▸ What the task asks
Beginning with the line containing "Give the outline of every instance of the hillside." and going on through the line containing "Give the outline of every instance of the backpack.", the lines below are to be returned exactly, pictures excluded and nothing added.

▸ Exercise input
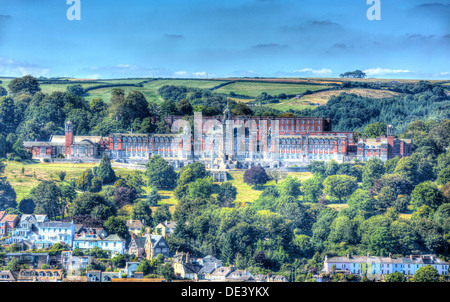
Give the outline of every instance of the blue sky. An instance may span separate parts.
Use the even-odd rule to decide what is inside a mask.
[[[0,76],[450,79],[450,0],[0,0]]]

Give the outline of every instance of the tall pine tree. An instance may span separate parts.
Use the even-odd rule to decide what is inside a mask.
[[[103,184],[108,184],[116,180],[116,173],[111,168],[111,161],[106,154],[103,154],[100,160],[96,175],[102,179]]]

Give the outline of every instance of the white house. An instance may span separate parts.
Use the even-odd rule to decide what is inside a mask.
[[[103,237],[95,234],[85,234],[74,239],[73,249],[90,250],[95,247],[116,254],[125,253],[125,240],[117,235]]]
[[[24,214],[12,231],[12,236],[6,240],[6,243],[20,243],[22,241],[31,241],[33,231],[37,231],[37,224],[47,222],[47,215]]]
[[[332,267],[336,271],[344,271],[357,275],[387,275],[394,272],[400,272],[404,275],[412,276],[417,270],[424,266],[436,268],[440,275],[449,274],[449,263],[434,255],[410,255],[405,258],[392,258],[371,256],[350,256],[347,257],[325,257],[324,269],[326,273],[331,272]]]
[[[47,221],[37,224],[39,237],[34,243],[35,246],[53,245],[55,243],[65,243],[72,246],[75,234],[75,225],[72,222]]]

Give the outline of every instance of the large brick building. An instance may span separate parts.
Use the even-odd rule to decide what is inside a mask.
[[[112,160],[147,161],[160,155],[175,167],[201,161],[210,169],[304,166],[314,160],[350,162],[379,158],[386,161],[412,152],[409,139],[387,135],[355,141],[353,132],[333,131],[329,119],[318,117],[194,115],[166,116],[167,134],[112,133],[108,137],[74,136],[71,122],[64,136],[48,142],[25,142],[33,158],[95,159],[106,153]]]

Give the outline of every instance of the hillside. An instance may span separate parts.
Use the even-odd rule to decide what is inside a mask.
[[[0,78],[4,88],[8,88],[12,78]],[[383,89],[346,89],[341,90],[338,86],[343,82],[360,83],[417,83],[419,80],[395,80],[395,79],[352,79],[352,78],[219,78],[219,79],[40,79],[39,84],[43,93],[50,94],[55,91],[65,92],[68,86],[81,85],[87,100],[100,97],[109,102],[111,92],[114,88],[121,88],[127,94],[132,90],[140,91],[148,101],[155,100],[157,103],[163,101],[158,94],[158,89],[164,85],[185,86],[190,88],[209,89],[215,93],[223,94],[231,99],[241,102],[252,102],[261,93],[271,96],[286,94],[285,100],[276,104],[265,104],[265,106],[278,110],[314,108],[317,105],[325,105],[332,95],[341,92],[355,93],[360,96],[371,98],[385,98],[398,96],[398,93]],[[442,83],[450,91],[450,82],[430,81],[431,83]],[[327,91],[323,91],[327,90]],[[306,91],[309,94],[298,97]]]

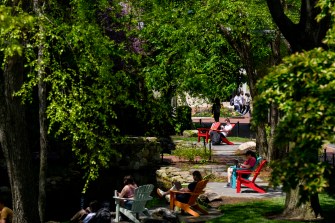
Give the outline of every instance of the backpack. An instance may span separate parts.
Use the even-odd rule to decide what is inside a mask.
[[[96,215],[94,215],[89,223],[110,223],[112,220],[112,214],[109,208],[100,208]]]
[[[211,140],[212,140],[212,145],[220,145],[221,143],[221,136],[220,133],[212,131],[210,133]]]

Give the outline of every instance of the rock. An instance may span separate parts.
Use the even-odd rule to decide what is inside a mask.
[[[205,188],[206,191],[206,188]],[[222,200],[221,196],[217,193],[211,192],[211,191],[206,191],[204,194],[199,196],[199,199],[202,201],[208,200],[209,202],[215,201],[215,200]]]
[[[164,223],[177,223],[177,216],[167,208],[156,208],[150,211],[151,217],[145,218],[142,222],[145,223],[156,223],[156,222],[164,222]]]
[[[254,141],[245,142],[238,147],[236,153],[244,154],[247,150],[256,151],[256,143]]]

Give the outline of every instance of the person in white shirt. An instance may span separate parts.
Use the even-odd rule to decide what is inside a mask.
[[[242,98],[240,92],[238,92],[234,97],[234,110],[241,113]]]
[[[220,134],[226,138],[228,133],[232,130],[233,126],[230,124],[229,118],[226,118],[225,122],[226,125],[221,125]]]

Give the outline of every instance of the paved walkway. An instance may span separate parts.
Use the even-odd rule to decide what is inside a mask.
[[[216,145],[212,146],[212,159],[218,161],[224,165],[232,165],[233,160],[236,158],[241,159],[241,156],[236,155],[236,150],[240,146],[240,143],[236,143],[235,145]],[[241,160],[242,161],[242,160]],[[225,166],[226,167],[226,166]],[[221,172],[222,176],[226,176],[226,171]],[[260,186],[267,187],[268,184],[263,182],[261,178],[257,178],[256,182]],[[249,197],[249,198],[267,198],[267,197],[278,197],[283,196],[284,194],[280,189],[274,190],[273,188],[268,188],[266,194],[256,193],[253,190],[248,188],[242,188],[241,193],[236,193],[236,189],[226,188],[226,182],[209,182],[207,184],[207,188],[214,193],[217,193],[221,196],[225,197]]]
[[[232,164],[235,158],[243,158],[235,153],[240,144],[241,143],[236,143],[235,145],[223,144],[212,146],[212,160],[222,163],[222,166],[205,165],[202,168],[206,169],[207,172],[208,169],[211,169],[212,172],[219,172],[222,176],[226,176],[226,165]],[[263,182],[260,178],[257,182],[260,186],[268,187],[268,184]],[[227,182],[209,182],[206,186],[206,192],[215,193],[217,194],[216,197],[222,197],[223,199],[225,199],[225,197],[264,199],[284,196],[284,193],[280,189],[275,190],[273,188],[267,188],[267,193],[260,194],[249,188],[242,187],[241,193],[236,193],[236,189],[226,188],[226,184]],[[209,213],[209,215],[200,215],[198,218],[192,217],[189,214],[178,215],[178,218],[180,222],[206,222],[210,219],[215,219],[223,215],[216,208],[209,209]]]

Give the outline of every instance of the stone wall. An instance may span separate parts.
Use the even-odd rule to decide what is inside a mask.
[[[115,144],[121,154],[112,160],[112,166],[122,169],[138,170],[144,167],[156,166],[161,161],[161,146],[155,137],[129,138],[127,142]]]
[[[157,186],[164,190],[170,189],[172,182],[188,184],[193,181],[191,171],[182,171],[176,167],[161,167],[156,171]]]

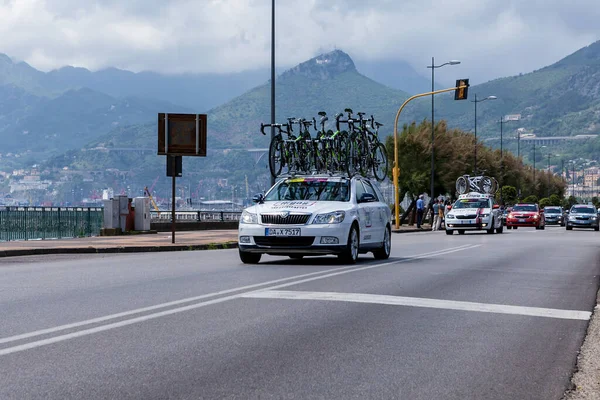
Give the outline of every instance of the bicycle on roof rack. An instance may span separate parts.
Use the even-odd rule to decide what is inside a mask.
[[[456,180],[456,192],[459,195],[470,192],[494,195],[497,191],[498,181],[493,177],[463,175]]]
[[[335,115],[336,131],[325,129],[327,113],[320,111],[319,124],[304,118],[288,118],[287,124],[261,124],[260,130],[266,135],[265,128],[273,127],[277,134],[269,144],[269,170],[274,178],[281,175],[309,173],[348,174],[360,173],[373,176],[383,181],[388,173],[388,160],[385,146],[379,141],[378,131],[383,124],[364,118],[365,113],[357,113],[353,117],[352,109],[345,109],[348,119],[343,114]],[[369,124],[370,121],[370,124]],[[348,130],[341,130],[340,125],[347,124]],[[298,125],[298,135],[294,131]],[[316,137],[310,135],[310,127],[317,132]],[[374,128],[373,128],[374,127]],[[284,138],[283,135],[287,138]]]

▸ Response for this exercise
Give the outline of every instance of the hillside. An instance may span separate parts.
Use the even-odd rule to decide what is inside a mask.
[[[0,78],[4,88],[8,88],[12,78]],[[383,89],[346,89],[341,90],[338,86],[343,82],[360,83],[417,83],[419,80],[395,80],[395,79],[352,79],[352,78],[219,78],[219,79],[40,79],[39,84],[43,93],[50,94],[55,91],[65,92],[68,86],[81,85],[87,100],[100,97],[109,102],[111,92],[114,88],[121,88],[127,94],[132,90],[140,91],[148,101],[155,100],[157,103],[163,101],[158,94],[158,89],[164,85],[185,86],[190,88],[209,89],[215,93],[223,94],[231,99],[241,102],[252,102],[261,93],[271,96],[286,94],[285,100],[276,104],[265,104],[265,106],[278,110],[314,108],[317,105],[325,105],[332,95],[341,92],[355,93],[360,96],[371,98],[385,98],[398,96],[398,93]],[[442,83],[450,91],[450,82],[430,81],[431,83]],[[327,91],[323,91],[327,90]],[[306,91],[309,94],[298,97]]]

Give the outline of every instance of the backpack. An instance may span separate parts.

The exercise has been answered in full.